***** DATA SUPPLIED

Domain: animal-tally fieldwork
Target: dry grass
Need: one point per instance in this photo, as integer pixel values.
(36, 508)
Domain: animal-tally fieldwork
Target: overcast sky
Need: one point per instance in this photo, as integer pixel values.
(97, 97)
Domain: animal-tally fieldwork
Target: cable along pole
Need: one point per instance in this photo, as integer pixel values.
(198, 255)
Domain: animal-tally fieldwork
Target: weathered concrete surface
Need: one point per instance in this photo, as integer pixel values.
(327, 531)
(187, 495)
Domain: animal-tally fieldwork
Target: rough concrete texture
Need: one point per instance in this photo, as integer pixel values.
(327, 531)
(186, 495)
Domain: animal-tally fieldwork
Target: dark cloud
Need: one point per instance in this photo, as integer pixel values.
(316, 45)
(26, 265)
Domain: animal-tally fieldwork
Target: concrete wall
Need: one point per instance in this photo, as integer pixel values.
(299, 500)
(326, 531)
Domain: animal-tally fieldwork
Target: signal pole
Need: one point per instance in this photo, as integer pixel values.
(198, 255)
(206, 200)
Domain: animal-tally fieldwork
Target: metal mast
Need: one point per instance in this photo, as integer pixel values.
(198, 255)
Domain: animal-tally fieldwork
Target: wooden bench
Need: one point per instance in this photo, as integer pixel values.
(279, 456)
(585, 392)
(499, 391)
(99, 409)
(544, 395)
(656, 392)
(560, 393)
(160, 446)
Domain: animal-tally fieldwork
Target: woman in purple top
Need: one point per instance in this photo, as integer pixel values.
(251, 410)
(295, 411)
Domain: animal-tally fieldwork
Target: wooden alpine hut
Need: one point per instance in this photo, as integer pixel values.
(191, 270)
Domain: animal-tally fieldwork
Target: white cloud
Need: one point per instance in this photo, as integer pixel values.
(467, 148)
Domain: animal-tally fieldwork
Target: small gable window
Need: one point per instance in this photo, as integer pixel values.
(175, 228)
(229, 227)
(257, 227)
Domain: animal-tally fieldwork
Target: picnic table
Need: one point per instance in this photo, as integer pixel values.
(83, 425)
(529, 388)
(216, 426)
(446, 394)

**********
***** DATA SUPPLIED

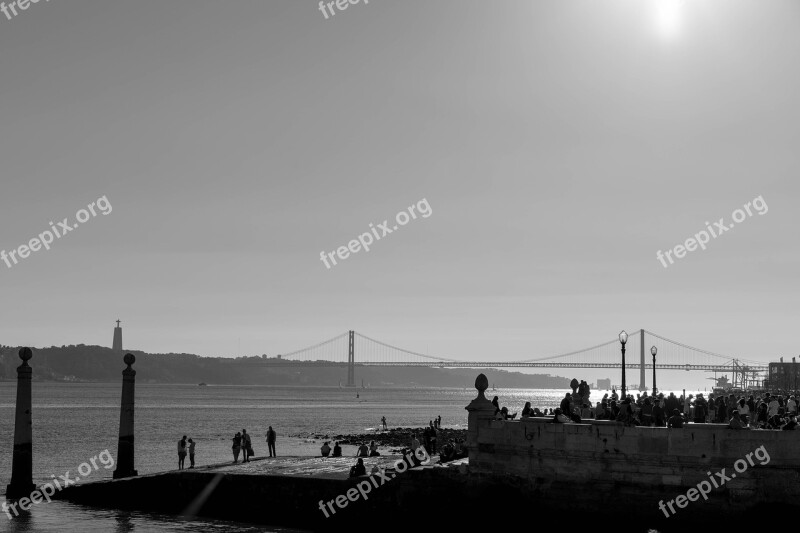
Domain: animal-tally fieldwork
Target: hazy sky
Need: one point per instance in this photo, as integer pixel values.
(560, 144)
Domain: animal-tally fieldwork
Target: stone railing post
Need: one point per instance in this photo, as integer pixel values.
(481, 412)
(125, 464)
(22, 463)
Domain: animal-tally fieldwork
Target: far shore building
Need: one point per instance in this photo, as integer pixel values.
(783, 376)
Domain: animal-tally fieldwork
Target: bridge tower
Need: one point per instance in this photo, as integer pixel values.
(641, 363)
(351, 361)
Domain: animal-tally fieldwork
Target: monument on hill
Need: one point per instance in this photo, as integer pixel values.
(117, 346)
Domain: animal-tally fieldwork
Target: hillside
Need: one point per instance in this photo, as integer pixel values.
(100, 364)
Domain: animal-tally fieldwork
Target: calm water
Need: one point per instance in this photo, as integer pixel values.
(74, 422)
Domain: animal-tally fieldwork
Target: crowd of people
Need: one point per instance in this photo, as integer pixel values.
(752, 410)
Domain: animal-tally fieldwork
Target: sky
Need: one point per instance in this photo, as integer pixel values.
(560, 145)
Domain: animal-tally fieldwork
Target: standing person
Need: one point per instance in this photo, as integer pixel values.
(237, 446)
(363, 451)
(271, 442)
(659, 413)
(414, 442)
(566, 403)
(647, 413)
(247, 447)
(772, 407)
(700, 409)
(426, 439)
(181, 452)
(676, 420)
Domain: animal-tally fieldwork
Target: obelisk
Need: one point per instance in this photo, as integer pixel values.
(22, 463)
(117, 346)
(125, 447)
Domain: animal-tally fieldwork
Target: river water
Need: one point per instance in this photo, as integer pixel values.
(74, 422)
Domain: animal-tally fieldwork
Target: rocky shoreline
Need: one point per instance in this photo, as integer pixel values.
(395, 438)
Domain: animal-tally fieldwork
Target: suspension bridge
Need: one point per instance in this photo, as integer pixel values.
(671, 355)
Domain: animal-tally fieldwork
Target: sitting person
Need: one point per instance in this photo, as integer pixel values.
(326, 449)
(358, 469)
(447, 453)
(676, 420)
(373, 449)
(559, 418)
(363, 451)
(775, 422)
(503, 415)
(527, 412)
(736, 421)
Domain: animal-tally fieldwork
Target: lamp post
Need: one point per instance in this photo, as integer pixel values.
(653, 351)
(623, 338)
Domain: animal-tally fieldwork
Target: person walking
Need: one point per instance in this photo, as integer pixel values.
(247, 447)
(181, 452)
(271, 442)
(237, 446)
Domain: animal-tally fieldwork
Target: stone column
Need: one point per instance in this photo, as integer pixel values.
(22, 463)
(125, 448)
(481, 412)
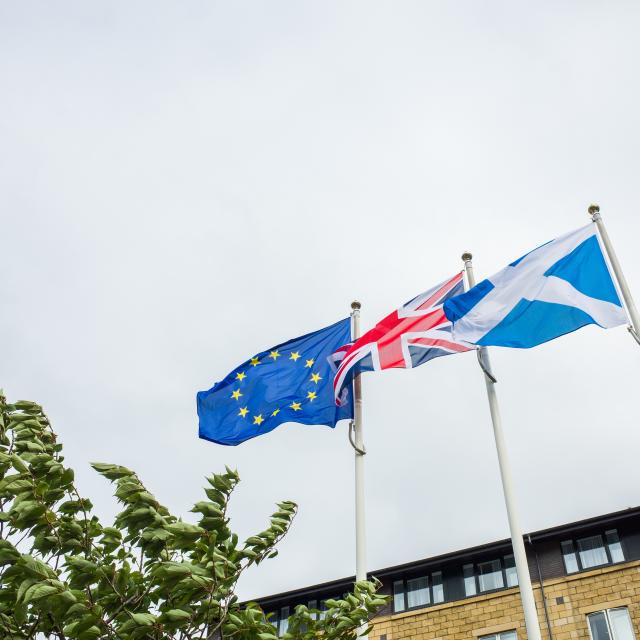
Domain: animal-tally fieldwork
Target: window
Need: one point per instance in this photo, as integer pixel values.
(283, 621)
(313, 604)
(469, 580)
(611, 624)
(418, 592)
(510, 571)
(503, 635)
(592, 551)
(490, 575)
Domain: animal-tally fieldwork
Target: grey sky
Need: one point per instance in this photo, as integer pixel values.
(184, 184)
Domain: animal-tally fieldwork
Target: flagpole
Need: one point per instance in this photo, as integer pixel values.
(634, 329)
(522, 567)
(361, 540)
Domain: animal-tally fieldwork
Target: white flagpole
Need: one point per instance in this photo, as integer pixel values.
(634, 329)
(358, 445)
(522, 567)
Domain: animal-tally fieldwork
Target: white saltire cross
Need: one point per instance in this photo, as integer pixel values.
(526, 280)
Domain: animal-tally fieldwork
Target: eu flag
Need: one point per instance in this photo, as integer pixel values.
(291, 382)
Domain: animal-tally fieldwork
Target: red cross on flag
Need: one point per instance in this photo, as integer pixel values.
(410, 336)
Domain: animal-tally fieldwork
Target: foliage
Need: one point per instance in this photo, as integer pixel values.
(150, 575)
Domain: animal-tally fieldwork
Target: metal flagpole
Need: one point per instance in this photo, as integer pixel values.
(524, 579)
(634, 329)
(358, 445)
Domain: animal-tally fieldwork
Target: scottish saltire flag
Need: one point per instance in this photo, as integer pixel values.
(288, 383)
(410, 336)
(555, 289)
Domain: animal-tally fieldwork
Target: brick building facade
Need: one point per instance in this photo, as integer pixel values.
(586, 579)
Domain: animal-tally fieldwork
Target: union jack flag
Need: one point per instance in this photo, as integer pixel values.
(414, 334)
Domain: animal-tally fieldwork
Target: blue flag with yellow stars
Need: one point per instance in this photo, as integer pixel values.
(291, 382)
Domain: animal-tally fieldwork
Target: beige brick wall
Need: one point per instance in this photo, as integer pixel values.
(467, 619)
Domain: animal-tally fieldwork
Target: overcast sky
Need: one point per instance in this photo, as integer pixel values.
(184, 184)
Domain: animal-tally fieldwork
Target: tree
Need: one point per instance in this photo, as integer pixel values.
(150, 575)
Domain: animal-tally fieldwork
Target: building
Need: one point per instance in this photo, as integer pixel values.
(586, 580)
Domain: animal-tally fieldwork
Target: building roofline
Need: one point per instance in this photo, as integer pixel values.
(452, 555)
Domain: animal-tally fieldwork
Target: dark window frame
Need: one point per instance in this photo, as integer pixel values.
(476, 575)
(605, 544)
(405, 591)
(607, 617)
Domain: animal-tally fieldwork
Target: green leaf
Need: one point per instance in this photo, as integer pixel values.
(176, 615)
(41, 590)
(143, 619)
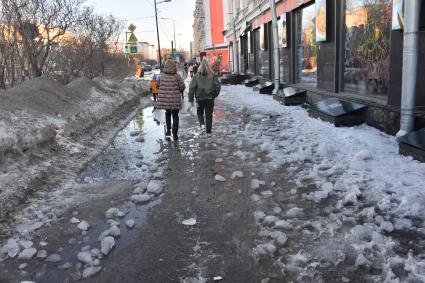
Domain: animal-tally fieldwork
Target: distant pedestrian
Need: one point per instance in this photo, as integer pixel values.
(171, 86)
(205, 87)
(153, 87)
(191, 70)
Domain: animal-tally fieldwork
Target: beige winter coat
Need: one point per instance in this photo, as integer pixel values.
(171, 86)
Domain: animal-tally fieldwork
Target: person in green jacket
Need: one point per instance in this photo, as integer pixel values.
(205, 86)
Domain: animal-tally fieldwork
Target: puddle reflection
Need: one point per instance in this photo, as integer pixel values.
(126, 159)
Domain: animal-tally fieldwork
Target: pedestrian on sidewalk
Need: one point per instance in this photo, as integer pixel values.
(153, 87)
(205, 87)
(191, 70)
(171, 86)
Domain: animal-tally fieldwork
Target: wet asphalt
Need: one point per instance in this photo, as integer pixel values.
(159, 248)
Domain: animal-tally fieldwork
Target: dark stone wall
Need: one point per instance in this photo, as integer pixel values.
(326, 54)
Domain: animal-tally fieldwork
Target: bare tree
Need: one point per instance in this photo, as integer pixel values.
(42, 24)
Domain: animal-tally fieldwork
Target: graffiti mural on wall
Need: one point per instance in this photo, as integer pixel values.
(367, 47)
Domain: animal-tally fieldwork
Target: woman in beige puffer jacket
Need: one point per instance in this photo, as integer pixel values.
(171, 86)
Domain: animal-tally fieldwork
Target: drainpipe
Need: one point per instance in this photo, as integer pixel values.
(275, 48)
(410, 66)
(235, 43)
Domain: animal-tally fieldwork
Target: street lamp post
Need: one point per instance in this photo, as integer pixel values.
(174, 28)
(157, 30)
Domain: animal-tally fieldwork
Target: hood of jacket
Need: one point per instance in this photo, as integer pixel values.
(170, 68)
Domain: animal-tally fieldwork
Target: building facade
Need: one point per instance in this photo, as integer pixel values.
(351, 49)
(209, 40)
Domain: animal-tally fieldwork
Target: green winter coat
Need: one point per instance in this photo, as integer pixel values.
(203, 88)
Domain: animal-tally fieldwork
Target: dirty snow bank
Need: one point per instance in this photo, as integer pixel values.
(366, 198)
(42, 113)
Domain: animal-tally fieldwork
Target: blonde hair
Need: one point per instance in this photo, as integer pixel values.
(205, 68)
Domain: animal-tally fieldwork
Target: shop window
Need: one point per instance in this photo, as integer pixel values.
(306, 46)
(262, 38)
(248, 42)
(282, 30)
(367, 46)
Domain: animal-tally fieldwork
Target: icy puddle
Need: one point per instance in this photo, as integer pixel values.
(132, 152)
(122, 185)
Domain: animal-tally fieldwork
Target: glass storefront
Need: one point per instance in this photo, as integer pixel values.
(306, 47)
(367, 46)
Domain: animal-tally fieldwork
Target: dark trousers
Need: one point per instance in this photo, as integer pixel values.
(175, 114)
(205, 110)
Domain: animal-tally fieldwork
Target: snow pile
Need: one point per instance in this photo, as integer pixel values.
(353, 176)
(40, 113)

**********

**EXERCISE OBJECTIVE**
Could you restate word for word the lines above, from the one that contains "Target: calm water" through the one that contains "Target: sitting person", and no others?

**TASK ANSWER**
Target: calm water
Need: one point per instance in this photo, as integer pixel values.
(74, 422)
Domain: animal-tally fieldwork
Target: crowd of people
Need: one point per instance in this photo, as integer pixel values.
(752, 410)
Domain: animal-tally fieldwork
Target: sky
Need: one point per instance in this photo, as integer pixel values.
(560, 145)
Domain: animal-tally fieldwork
Target: standing person
Need: one point per instance in this photo, as integer pixel values.
(237, 446)
(363, 451)
(271, 442)
(659, 413)
(414, 442)
(566, 403)
(647, 413)
(247, 447)
(772, 407)
(700, 409)
(426, 439)
(181, 452)
(676, 420)
Domain: animal-tally fieldwork
Target: obelisk
Need: one point per instance in this photo, as integer pixel values.
(22, 463)
(117, 346)
(125, 447)
Domain: animal-tally fieldwork
Target: river water
Need: one point per instance in this photo, as integer pixel values.
(74, 422)
Domain: animal-tally fieldwork
Target: rocky shoreline
Need: one point per instance in this photo, as integer pixel values.
(395, 438)
Domain: animal-tally fieldwork
Target: suspension bridge
Need: one point per instance in this photo, as integer pixel values.
(671, 355)
Domain: animal-tally fieldwork
Target: sitting person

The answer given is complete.